#### Stated goal
List every row that contains the word "parts", copying each such row in full. Matches must agree in case.

═══

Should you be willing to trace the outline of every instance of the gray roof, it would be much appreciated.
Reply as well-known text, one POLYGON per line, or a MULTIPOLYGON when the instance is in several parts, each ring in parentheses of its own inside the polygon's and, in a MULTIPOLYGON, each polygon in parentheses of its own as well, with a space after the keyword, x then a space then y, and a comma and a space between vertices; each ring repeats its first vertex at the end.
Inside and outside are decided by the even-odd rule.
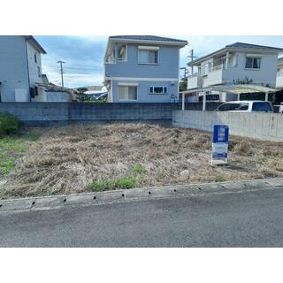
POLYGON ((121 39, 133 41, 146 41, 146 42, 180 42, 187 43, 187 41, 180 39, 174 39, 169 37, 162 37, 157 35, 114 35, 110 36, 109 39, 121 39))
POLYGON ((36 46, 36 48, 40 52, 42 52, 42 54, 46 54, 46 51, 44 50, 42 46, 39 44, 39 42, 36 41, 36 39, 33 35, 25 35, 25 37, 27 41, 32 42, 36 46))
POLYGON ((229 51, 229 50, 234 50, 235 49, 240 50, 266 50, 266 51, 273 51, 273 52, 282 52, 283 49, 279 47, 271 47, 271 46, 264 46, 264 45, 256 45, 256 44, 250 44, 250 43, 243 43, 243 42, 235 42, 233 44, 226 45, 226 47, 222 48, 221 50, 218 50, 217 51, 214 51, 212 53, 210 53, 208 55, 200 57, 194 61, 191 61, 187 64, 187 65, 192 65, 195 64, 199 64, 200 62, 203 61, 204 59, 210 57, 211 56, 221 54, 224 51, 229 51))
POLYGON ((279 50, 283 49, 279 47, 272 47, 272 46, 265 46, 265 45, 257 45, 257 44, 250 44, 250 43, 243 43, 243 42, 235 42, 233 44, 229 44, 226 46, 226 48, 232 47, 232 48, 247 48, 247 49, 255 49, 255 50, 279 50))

═══

#### Response to this exercise
Reply as well-known text, one POLYGON per line, or a MULTIPOLYGON when the instance is in several parts, each ring in parentheses of its own inside the polygon's and, in a MULTIPOLYGON, each polygon in parentheses of its own as well, with a space after the keyword, x then a space then y, and a comma and a space between vertices; each ring repeats its first vertex at the end.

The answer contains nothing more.